■ 短い課題 a ■
下の提供テキストから、「NFTとは、「non-fun」で始まり「ことを意味するものであった。」までの部分を、一字一句違えずに書き写してください。

■ 提供テキスト ■
•••••

NEW GENERATION, NEW WAVE
ABOUT OCT, 2024
ダミアン・ハースト,ローゼンダール,チームラボなど,
NFTアートが生み出す意味と価値を探る展覧会。
ART Mar 20, 2023
過去から現在に至るまでの芸術の歴史からNFTアートを考察する展覧会「超複製技術時代の芸術:NFTはアートの何を変えるのか?—分有、アウラ、超国家的権力—」が、表参道にあるGYRE GALLERYで3月24日(金)から開催される。
NFTとは、「non-fungible token」の頭文字をとったもので、デジタルデータをオンライン上の完全に独立した固有の価値がある資産として流通させるものであり、ブロックチェーン技術によるデジタルな「オリジナル」の証明システムである。現在では、オンライン上にあるあらゆる非物質的な情報に所有権を付与し資産化するものとして活用、認知されるまでに成長を遂げているが、その起源のひとつは、2014年5月にニューヨークの芸術家、ジェニファー&ケヴィン・マッコイが生み出した作品「Quantum」まで遡る。本作は、投機のためではなく、誕生、死、そして再生を表現するための抽象的な芸術作品のコードとしてNFTアートが生まれたことを意味するものであった。
「Quantum」から10年近くの時を経て、デジタルな複製物に物理空間の特権であった「唯一性」が人工的に与えられるものとなったNFT。その可能性については、作家やギャラリストなどの当事者たちも含めて未知数であり、未来を試す試金石のようなものとして従来の芸術を信じてきた人々の心を今なお揺さぶり続けている。

•••••

■ 行一覧 ■
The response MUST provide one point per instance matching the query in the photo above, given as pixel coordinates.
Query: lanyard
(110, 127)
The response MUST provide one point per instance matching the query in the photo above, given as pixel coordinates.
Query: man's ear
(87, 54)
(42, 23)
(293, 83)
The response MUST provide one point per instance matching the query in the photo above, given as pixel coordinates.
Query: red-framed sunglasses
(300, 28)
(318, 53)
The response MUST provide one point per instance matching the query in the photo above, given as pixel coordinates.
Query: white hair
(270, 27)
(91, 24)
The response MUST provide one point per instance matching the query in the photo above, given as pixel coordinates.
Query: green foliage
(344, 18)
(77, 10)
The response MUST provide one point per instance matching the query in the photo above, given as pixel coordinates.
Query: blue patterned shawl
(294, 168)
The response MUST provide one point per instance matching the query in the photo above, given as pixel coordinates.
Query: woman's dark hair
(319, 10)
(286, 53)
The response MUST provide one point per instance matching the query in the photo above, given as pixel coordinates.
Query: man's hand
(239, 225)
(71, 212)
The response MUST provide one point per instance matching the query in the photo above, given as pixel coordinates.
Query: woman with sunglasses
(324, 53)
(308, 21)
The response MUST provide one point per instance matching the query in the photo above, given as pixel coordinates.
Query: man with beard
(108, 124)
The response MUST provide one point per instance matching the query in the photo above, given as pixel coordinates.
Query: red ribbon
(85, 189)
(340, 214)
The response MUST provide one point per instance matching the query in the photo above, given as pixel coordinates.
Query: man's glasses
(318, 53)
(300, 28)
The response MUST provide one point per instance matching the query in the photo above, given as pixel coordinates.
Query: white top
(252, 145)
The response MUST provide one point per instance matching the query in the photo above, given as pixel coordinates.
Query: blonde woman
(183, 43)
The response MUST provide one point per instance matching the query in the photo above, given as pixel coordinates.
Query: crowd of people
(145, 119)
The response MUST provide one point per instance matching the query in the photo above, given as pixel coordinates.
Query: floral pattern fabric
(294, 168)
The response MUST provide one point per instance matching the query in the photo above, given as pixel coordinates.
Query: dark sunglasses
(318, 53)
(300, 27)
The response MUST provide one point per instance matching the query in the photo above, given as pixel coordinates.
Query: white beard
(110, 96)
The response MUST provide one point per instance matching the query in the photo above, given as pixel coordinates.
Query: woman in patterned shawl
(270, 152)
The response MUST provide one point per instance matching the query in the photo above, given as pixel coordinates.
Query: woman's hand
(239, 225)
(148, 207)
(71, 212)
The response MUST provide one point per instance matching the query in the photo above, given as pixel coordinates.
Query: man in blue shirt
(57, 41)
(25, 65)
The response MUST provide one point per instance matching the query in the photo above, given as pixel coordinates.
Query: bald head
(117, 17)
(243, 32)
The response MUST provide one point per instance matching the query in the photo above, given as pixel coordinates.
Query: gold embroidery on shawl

•••••

■ 短い課題 b ■
上のエントリーのうち、「woman」という語を含む行をすべて返してください。大文字と小文字の違いは区別します。

■ 課題の解答 a ■
NFTとは、「non-fungible token」の頭文字をとったもので、デジタルデータをオンライン上の完全に独立した固有の価値がある資産として流通させるものであり、ブロックチェーン技術によるデジタルな「オリジナル」の証明システムである。現在では、オンライン上にあるあらゆる非物質的な情報に所有権を付与し資産化するものとして活用、認知されるまでに成長を遂げているが、その起源のひとつは、2014年5月にニューヨークの芸術家、ジェニファー&ケヴィン・マッコイが生み出した作品「Quantum」まで遡る。本作は、投機のためではなく、誕生、死、そして再生を表現するための抽象的な芸術作品のコードとしてNFTアートが生まれたことを意味するものであった。

■ 課題の解答 b ■
Query: woman's dark hair
Query: woman with sunglasses
Query: blonde woman
Query: woman in patterned shawl
Query: woman's hand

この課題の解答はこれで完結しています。